> **Task set**:
1. Decide whether each statement agrees with the health anxiety post: (a) the writer's colonoscopy came back clear, (b) the writer has seen blood, and (c) the GP described the lumpy abdominal tissue as normal fatty tissue. Answer each with yes or no and quote the deciding words.
2. Quote the health anxiety post between "Pelvic ultrasound internal" and "breasts and endometriosis)", inclusive.
======== Provided passage ========
I am a longtime lurker here and decided to post for the first time for some advice and support. A few years ago (about 4) I had a huge bout of health anxiety that lead to me losing my job and almost my life. I was so sure I was dying of everything and spent thousands on medical testing. I was at the doctors each week and was convinced I had cancer. For me it is always cancer and always stage 4.

Long story shorter, I had the following tests done within the past 4 years:

Multiple blood test
Breast ultrasounds
Chest x-rays
Oral surgeon consult (scared of mouth cancer)
Pelvic ultrasound internal and external twice
Colonoscopy
MRI of the brain

All these tests were normal for the most part (I have fibrous breasts and endometriosis)

Here I am though 27 year old female medicated on SSRI and anti-anxiety meds in a rigorous nursing program trying to start my career and family and I have suddenly become obsessed again with bowel cancer. I have been diagnosed IBS diarrhea since my last bout of HA based on a clear and perfect colonoscopy. I have pain (dull) in my left lower abdomen only and I poke and prod looking for lumps. I have like squishy lumpy tissue in my abdominal wall and my GP assured me this was normal fatty tissue that most women have. She even told me she has lumpy tissue in her lower abdomen. This past week I have had soft bowel movements and several bouts of straight up diarrhea. I don't have blood, never have, and no unexplained weight loss. But with my anxiety my bowels are constantly moving and I go about 3 times each morning.

My questions are, if I had a clear colonoscopy 4years ago, am I safe to not request another one? I stupidly googled and found tons of tragic stories about people in their late 20s and 30s being diagnosed with agressive bowel cancer. It sent me over the edge and I have missed work for two weeks and feel paralyzed. My GP has done a rectal exam with an anoscope and a tummy exam. I am waiting on blood work which is making me FREAKED in case I am anemic.

Anyways help me please. Support or stories or just guidance would be great.
======== Data listing ========
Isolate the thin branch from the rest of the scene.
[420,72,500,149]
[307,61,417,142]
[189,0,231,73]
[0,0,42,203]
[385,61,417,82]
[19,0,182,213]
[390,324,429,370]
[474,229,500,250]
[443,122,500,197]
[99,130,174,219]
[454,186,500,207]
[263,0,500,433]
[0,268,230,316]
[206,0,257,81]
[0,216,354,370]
========
> **Responses by task**:
1.
(a) Yes: "a clear and perfect colonoscopy"
(b) No: "I don't have blood, never have"
(c) Yes: "my GP assured me this was normal fatty tissue that most women have"

2.
Pelvic ultrasound internal and external twice
Colonoscopy
MRI of the brain

All these tests were normal for the most part (I have fibrous breasts and endometriosis)